**Text to read**
- - -

A physical DFD shows how the system is actually implemented, either at the moment (Current Physical DFD), or how the designer intends it to be in the future (Required Physical DFD). Thus, a Physical DFD may be used to describe the set of data items that appear on each piece of paper that move around an office, and the fact that a particular set of pieces of paper are stored together in a filing cabinet. It is quite possible that a Physical DFD will include references to data that are duplicated, or redundant, and that the data stores, if implemented as a set of database tables, would constitute an un-normalised (or de-normalised) relational database. In contrast, a Logical DFD attempts to capture the data flow aspects of a system in a form that has neither redundancy nor duplication. [source]
To sharpen more understanding of data flow diagrams go through these two articles on our blog before starting to construct Data Flow Diagrams.
- Concept of Data Flow Diagrams
- Symbols used in Data Flow Diagrams
- How do we begin to construct Data Flow Diagrams (DFDs)?
Difference between Logical DFD and Physical DFD
So far we considered data flow diagrams as logical models. They specify the logical process preformed on the data, i.e. the type of operations performed. Beside that logical DFDs doesn’t specify who does the operation, whether it is done manually or by computer and also where it is done. But physical DFD specifies these. For example, in figure 1(a), a physical DFD specifies that a checking clerk receives the items from vendors, checks them and rejects an item if it is not as per order. Accepted items are sent to a stores clerk who updates the inventory file. Figure 1(b), a logical DFD shows the type of operation preformed. Although the DFD is Physical or Logical but symbols used in the DFD are same. here are some major to find difference between Physical and Logical Data Flow Diagrams and different ways to construct Physical and Logical Data Flow Diagrams.
A physical DFD can be taken as the first stage for the development of logical DFD; it can be easily drawn while gathering the facts at the first step of SDLC. It can be verified by the user.
As an example, we can consider the development of a physical and logical DFD for the process of getting a cheque cashed in a bank.
Starting to build DFD is very simple if you start from Physical DFD and reach to Logical DFD.

- - -

**Problem description**
According to the text above on data flow diagrams, why can a physical DFD serve as the first stage in developing a logical DFD? Answer in one to three sentences.

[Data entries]

- - -

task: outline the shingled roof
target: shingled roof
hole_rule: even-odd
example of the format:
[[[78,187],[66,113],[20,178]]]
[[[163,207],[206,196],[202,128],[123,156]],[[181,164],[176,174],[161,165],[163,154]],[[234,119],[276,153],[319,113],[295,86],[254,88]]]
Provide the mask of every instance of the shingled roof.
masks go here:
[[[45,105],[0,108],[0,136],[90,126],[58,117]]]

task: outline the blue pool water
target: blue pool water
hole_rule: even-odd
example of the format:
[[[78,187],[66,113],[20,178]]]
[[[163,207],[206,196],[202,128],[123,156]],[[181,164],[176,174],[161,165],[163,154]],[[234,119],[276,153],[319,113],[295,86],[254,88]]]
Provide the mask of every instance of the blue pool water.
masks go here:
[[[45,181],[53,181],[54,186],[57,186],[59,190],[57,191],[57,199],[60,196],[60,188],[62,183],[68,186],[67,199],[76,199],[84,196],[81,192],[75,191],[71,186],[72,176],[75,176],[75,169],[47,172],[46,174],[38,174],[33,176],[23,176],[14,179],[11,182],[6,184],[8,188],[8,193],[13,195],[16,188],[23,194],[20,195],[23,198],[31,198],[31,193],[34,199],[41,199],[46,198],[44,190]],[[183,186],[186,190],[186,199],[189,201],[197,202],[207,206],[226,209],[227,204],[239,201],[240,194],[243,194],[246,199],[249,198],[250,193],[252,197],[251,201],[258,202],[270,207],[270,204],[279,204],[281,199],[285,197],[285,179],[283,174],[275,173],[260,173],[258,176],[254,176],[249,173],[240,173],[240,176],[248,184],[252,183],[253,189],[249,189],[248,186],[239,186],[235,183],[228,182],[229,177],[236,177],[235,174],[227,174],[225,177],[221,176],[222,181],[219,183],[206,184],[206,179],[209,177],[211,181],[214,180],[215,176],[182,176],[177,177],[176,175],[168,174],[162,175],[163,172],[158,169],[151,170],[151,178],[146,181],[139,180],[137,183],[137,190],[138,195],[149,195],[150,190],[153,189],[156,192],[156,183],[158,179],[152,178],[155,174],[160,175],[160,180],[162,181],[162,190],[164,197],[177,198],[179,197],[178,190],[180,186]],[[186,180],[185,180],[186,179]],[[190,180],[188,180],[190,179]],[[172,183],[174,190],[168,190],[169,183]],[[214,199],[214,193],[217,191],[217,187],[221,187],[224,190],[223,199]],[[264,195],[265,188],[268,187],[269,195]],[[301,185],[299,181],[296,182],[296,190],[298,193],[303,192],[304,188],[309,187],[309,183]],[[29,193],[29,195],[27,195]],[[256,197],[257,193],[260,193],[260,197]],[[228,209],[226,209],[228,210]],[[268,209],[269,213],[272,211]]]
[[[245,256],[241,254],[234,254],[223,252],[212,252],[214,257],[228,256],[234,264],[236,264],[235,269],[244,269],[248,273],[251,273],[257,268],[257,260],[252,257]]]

- - -

**Exercise solution**
A physical DFD can be drawn easily while the facts are being gathered in the first step of the SDLC. The user can also verify it.